━━ MATERIAL PROVIDED ━━
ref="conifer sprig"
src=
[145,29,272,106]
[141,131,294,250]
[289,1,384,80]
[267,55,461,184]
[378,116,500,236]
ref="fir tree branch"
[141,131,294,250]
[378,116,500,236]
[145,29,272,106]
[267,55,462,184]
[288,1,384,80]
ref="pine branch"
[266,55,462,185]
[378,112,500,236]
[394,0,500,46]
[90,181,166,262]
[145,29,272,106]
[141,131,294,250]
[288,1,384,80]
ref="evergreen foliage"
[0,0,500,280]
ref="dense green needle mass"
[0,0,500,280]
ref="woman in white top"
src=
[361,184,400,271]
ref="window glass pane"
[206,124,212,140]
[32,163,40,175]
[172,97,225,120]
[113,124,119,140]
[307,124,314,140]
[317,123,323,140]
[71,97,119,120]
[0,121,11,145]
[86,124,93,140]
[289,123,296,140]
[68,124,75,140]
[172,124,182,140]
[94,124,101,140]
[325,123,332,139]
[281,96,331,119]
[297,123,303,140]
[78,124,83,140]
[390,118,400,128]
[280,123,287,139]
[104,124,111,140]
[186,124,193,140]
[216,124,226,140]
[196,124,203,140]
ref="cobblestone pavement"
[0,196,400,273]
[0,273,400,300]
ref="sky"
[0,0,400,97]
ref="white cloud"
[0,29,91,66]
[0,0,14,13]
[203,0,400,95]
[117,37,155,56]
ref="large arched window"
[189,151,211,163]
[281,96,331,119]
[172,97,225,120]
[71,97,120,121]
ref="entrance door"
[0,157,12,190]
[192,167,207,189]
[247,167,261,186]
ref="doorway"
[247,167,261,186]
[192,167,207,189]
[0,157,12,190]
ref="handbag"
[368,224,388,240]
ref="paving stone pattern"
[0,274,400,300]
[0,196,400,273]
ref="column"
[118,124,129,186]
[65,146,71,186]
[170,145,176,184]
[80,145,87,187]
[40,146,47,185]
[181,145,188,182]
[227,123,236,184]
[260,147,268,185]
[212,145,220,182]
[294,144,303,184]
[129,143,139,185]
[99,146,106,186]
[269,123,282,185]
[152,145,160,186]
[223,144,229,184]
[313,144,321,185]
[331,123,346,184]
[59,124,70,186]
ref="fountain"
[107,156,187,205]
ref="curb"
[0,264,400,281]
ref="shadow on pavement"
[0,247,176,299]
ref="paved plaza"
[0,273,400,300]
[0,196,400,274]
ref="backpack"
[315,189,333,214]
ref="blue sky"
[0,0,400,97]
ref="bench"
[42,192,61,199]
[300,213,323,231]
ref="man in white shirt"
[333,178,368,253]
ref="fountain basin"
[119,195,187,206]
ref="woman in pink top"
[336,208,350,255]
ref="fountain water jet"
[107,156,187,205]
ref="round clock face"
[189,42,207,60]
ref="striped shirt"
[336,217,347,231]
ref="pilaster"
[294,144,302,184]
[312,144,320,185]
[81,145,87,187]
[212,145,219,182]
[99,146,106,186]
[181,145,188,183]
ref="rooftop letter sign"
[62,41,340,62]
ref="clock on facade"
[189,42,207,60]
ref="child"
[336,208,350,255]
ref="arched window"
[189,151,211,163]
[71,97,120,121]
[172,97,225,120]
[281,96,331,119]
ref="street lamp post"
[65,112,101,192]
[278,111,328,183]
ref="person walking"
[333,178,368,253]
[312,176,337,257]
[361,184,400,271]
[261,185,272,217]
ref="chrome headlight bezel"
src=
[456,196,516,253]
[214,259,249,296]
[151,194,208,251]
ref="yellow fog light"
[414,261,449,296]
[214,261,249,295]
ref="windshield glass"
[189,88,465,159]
━━━
§ **TASK BRIEF**:
Which lines in the items above contain the word "white"? Copy each of them.

§ **SOLUTION TO THIS EXERCISE**:
ref="woman in white top"
ref="white cloud"
ref="man in white shirt"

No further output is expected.